=== Passage provided ===
-- START --

James Buchanan won the Nobel Prize for economics in 1986.  Buchanan became a leader in what is known as the “economics of public choice,” a field melding economics with political science.

In a 2007 article in the Independent Review, Jerry Tempelman reviewed seven main themes of Buchanan’s work relating to government deficits and debt.  Those themes were:

  • The incidence of public debt
  • Economic consequences of public debt
  • Ricardian equivalence
  • Keynesian macroeconomics
  • Permanence of public debt
  • Moral consequences of public debt
  • The need for a constitutional balanced budget amendment

Summarizing briefly (and more to follow), Buchanan started with a public choice economist’s main assumptions, which include a realization that government officials are primarily self-interested, like the rest of us. As a result, they tend to prefer debt financing to taxes, which couples with spending preferences to lead to an unhealthy accumulation of debt over time.  The ‘incidence’ of public debt deals with who pays the freight, who bears it, and Buchanan argued that future generations bear those costs. 

The accumulation of debt borne by people without a say in the matter is immoral, in Buchanan’s view, yet this will be a natural outcome of a government process without strong moral leadership and/or legal constraints. Strong moral leadership is a rare thing, and Buchanan called for legal means like a constitutional balanced budget requirement to bind the hands that lead us.

There are calls out there today for a new Article V convention to develop an amendment to the U.S. Constitution calling for a balanced budget.  If we’ve learned anything from state experience, however, the effectiveness of any such constraint depends on how it is worded, and enforced.

-- END --

Items listed in a dataset
-- START --

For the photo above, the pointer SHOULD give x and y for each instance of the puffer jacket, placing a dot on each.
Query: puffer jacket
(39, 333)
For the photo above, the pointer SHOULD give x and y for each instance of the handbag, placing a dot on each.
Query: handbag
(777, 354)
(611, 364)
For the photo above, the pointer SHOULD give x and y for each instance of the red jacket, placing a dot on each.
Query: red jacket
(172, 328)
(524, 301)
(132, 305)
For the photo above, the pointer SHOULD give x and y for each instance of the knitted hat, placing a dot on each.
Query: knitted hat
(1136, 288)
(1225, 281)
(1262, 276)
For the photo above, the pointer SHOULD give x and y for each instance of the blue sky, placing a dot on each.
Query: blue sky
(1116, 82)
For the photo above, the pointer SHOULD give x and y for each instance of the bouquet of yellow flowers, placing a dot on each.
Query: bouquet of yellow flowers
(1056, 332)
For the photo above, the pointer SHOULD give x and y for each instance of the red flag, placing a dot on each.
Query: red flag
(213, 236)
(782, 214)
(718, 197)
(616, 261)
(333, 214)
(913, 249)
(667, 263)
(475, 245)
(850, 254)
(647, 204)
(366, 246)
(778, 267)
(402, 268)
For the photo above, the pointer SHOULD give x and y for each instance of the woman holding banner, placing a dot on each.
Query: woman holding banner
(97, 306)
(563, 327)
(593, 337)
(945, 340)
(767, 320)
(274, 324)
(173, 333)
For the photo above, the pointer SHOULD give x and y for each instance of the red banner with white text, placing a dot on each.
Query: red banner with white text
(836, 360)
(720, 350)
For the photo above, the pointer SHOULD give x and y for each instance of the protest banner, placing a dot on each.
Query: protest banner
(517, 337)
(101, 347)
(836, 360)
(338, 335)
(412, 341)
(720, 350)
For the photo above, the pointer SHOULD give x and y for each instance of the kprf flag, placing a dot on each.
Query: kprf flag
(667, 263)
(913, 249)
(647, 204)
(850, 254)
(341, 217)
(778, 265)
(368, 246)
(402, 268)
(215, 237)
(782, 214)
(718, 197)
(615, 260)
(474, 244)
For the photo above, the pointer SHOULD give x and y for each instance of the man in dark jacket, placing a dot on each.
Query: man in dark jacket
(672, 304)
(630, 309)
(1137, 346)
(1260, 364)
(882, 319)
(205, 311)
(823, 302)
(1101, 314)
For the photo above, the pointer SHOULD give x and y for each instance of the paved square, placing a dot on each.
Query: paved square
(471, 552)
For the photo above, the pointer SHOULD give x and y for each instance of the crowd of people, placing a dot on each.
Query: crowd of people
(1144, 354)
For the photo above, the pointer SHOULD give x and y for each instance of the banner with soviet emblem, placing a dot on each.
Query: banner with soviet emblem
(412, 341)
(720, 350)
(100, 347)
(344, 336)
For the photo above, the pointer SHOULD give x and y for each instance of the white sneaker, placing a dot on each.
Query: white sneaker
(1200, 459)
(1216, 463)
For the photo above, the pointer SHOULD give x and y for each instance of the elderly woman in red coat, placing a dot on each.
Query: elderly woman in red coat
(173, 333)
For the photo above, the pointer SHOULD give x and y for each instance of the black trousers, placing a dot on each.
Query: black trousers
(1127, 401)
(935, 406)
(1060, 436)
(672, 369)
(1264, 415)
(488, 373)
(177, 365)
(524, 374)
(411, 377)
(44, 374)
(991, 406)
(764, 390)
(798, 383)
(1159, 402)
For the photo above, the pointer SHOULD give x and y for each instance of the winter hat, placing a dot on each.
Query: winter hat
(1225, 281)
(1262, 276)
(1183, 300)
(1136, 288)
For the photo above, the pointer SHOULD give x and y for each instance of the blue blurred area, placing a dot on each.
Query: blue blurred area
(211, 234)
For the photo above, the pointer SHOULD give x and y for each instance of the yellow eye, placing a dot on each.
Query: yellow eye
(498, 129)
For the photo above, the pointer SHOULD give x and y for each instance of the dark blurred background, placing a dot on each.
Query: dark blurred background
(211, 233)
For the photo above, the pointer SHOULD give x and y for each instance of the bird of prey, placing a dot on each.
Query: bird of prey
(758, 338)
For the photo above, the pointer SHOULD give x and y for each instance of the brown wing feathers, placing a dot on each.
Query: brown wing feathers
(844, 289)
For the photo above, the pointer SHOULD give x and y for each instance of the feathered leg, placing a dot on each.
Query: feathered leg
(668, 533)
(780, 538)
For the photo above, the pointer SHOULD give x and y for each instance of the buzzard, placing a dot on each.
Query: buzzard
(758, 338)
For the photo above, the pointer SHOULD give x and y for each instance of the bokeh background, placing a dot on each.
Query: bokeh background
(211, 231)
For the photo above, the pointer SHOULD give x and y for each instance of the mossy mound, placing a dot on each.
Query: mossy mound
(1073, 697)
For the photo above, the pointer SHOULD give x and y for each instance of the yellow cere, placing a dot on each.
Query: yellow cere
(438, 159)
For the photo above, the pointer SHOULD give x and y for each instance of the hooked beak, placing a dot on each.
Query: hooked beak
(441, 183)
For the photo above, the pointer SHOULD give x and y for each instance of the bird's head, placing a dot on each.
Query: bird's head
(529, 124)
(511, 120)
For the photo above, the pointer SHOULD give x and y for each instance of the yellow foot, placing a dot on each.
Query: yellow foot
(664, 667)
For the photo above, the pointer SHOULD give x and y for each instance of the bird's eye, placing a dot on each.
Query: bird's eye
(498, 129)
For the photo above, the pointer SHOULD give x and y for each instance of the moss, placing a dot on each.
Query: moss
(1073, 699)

-- END --

=== Written problem 1 ===
Decide whether each statement below agrees with the passage on Buchanan and public debt. Answer yes or no for each, and quote the words of the passage that settle it.
(a) Buchanan won the Nobel Prize for economics in 1986.
(b) Buchanan argued that the present generation bears the costs of public debt.
(c) Tempelman's article reviewed seven main themes of Buchanan's work.
=== Written problem 2 ===
Display each line of the rows that contains the string "area".

=== Exercise solution 1 ===
(a) Yes: "James Buchanan won the Nobel Prize for economics in 1986."
(b) No: "Buchanan argued that future generations bear those costs."
(c) Yes: "Jerry Tempelman reviewed seven main themes of Buchanan’s work relating to government deficits and debt."

=== Exercise solution 2 ===
For the photo above, the pointer SHOULD give x and y for each instance of the blue blurred area, placing a dot on each.
Query: blue blurred area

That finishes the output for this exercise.